Your instructions: Rewrite the stretch of items from the start through the line containing "negative clicks: (565, 596)", replacing every "clicks" with "points" and leaving everything else unchanged.

Extracted records:
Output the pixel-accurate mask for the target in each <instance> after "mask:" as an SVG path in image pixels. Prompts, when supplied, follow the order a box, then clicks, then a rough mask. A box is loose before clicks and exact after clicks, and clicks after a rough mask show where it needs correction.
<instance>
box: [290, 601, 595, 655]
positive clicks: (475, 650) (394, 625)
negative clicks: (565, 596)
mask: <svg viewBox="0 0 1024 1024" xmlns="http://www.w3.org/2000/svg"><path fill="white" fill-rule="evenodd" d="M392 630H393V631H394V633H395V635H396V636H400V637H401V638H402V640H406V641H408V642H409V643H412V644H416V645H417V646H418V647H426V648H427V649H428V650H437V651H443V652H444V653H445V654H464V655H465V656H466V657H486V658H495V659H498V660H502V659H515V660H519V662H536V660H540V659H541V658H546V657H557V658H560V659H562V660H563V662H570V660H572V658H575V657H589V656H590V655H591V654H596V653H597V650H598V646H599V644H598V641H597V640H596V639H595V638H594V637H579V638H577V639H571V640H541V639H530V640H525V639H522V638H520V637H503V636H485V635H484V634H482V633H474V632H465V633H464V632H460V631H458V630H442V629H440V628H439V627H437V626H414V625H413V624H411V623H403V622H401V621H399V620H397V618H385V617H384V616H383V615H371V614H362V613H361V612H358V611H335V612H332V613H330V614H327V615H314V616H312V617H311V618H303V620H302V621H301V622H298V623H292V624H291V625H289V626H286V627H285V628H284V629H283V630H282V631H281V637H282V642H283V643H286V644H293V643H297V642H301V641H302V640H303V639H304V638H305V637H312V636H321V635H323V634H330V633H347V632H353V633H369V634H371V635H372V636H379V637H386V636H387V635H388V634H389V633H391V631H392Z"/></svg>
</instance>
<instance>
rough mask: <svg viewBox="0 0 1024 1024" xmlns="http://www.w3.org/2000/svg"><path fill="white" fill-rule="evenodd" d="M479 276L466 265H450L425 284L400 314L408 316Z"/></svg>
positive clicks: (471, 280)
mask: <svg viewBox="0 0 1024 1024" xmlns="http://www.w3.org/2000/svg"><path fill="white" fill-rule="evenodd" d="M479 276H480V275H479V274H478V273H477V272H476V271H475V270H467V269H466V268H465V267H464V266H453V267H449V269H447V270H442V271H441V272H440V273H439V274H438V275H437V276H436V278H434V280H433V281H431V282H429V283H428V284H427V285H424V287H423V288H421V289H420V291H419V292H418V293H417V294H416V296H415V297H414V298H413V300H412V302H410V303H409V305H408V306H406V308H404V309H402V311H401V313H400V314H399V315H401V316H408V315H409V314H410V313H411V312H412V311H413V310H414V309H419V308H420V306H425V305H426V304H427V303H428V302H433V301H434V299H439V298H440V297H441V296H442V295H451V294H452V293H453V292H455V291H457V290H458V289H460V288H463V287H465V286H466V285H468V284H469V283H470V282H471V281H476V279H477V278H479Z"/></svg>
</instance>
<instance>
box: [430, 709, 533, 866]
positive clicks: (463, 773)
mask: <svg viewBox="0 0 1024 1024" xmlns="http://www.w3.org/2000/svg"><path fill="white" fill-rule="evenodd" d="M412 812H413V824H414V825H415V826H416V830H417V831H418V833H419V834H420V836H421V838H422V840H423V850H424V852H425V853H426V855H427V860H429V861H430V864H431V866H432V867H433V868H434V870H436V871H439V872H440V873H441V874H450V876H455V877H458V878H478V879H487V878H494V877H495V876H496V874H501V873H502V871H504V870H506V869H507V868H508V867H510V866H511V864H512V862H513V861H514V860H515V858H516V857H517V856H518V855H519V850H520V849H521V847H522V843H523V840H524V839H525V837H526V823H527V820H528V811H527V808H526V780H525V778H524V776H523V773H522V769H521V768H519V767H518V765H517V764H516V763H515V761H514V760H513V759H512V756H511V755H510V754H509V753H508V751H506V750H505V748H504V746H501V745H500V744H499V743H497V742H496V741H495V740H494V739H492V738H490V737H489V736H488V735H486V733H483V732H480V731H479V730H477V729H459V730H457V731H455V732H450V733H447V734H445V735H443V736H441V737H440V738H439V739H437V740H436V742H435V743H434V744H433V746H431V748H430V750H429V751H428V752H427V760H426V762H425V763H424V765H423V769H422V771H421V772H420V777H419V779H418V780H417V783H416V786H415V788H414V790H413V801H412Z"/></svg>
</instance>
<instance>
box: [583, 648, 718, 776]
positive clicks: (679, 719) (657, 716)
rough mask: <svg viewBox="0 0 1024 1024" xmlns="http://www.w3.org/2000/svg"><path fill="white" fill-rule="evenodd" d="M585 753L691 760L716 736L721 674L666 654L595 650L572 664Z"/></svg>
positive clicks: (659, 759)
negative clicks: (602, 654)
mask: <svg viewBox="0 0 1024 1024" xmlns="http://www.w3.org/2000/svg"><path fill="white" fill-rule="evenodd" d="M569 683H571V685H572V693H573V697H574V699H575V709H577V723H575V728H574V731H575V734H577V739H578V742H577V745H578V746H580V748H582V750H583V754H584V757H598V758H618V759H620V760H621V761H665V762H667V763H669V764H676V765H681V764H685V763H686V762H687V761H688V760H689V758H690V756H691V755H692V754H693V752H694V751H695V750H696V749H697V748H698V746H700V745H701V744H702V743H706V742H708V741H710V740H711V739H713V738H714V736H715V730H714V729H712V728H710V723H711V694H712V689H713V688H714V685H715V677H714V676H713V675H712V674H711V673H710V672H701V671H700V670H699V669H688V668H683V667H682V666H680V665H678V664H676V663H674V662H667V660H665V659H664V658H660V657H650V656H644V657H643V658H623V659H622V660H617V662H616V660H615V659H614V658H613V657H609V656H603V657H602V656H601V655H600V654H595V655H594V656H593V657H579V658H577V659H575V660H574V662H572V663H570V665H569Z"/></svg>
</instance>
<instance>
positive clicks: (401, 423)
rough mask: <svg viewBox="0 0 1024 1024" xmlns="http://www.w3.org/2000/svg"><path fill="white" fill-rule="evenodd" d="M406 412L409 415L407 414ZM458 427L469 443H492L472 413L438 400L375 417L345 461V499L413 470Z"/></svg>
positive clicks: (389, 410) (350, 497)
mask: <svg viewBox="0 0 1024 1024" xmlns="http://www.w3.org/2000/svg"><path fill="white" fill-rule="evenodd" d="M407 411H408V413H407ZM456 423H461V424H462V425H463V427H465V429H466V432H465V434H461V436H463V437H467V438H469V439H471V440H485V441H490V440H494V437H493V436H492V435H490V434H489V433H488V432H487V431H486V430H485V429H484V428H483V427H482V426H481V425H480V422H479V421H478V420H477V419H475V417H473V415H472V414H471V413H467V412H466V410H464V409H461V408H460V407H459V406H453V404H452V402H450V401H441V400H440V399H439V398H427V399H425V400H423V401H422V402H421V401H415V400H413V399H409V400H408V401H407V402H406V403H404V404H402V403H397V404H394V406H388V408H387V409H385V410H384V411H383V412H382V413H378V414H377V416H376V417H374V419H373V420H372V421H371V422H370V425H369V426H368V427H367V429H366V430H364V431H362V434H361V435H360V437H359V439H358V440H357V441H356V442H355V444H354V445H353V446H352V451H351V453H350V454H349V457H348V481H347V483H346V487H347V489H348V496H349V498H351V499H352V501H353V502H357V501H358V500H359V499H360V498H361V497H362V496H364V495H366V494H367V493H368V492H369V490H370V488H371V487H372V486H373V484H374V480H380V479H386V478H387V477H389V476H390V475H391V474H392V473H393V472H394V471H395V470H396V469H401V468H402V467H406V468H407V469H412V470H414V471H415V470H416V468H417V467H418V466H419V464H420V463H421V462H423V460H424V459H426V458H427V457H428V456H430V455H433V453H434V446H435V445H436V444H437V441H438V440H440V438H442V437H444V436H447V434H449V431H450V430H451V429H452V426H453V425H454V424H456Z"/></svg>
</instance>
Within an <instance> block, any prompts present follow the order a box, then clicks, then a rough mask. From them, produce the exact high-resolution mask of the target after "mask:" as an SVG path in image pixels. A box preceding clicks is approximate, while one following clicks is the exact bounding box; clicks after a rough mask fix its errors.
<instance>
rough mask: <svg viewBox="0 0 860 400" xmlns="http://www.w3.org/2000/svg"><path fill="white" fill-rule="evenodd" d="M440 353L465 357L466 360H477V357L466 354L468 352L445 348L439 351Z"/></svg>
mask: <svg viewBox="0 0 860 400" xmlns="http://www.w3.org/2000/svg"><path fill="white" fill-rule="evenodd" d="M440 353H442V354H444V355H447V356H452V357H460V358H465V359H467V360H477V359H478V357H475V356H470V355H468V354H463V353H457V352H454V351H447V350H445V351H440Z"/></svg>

Response box:
Output the pixel-accurate mask for the target in each <instance> after "mask:" as an SVG path in image pixels. Prompts, when supplied, follow the order a box, then points, then a rough mask. A box is loose before points and exact after points, and points after a rough mask show where it needs correction.
<instance>
box: [290, 601, 595, 655]
positive points: (475, 650) (394, 625)
negative points: (565, 596)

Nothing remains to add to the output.